Exercise instructions:
- 1) Answer these questions from the article on jobs:
(a) What was the peak inflation rate under Biden, and in what month was it reached?
(b) According to the BLS, how many jobs were created in 2025?
(c) At what figure does the federal workforce stand today?
- 2) Reproduce the stretch of the article on jobs from "The broader employment" through "level since 1990.", switching "layoffs" to "job cuts".

Page text:
Put simply, Americans are moving away from unstable, part-time work and into full-time positions. That’s a major win for families who previously relied on multiple jobs just to stay afloat.
Antoni offered a clear example of how this shift can distort headline job numbers while actually improving workers’ lives.
“Let’s say someone quits three of those part-time jobs and replaces them all with a single full-time one. That’s a net reduction of two payrolls, so it reduces the headline jobs number even though the person is better off. This is very likely the dynamic that was at play last month, hence the number of people employed rose more than four times faster than the number of jobs.”
This marks a stark reversal from the Biden years, when soaring inflation forced millions of Americans to take on second and third jobs just to survive. Under Biden, inflation peaked at 9.1 percent in June 2022—the highest level in four decades—crushing household budgets.
The broader employment trend also reflects a shift toward private-sector strength. The BLS reported that 584,000 jobs were created in 2025, a drop from roughly 2 million in 2024. However, Antoni emphasized that context matters.
“All the net job growth in 2025 came from the productive private sector, while government jobs declined, due entirely to federal layoffs. It’s a positive development, but it drags down the headline jobs number.”
Federal employment alone has fallen sharply, declining by 277,000 positions since January of last year. This rollback follows a massive expansion under Biden, who oversaw nearly a 6 percent increase in the federal workforce, pushing total employment above 3 million in September 2024—the highest level since 1990.
Today, the federal workforce stands at 2.744 million, the lowest figure since late 2014—a sign that Trump’s administration is shrinking bureaucracy while strengthening the private economy.
Perhaps most importantly, American paychecks are finally gaining ground. Unlike the Biden era, when inflation erased wage gains, workers are now seeing real income growth.
Trump highlighted this shift during remarks to the Detroit Economic Club, stating, “After real wages plummeted by $3,000 under Sleepy Joe Biden, real wages are up by $1,300 in less than one year under President Trump.”
For working Americans, the message is clear: fewer side hustles, more full-time jobs, rising real wages, and a leaner federal government. And with Trump’s tax cuts set to take effect in 2026, supporters say the strongest economic gains may still lie ahead.

Coordinate annotation lines:
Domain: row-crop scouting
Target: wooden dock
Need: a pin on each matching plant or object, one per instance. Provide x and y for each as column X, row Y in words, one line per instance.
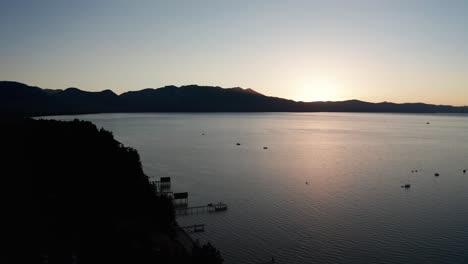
column 210, row 208
column 194, row 228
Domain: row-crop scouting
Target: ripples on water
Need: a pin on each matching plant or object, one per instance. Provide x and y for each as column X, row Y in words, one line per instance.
column 353, row 209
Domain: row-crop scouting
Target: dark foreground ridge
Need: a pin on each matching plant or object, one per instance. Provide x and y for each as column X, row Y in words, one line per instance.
column 20, row 99
column 76, row 195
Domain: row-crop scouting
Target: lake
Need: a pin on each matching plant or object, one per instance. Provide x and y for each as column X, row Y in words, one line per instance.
column 327, row 189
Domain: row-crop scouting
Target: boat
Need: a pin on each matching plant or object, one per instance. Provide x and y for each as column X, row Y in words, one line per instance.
column 220, row 206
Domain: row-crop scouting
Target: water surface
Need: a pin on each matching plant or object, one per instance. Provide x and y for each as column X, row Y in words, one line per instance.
column 352, row 210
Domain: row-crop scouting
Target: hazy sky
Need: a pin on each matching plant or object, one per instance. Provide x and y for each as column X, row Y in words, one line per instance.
column 304, row 50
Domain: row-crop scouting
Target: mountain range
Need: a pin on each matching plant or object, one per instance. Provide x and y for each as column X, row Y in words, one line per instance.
column 21, row 99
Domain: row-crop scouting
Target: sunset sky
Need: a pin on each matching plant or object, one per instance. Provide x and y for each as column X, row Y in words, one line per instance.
column 401, row 51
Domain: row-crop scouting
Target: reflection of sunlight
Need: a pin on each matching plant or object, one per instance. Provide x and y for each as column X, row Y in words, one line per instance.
column 320, row 90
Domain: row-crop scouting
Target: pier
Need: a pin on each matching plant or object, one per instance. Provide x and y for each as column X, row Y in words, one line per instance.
column 210, row 208
column 194, row 228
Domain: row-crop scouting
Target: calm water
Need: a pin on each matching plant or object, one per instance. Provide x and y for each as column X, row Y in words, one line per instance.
column 353, row 209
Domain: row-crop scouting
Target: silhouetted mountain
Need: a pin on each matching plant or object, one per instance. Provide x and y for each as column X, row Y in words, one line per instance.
column 27, row 100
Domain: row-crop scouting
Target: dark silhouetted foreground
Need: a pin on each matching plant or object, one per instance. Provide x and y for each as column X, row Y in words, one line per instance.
column 76, row 195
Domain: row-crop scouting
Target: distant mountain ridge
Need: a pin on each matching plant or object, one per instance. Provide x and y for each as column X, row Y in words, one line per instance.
column 21, row 99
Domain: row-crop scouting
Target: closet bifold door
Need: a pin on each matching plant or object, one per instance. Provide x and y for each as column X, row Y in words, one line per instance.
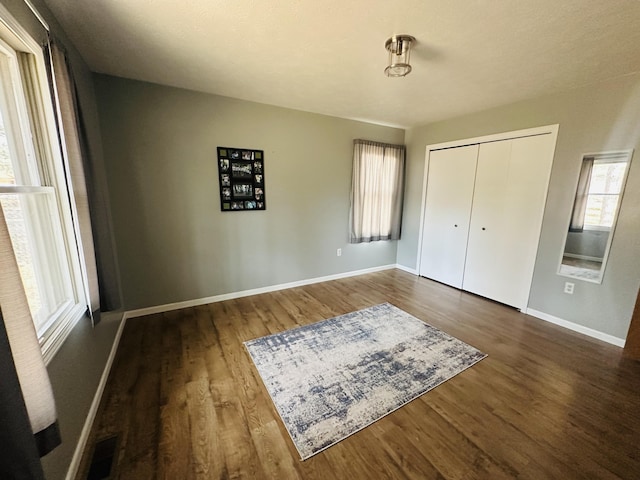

Responses:
- 1)
(a) 9.1 percent, in June 2022
(b) 584,000
(c) 2.744 million

- 2)
The broader employment trend also reflects a shift toward private-sector strength. The BLS reported that 584,000 jobs were created in 2025, a drop from roughly 2 million in 2024. However, Antoni emphasized that context matters.
“All the net job growth in 2025 came from the productive private sector, while government jobs declined, due entirely to federal job cuts. It’s a positive development, but it drags down the headline jobs number.”
Federal employment alone has fallen sharply, declining by 277,000 positions since January of last year. This rollback follows a massive expansion under Biden, who oversaw nearly a 6 percent increase in the federal workforce, pushing total employment above 3 million in September 2024—the highest level since 1990.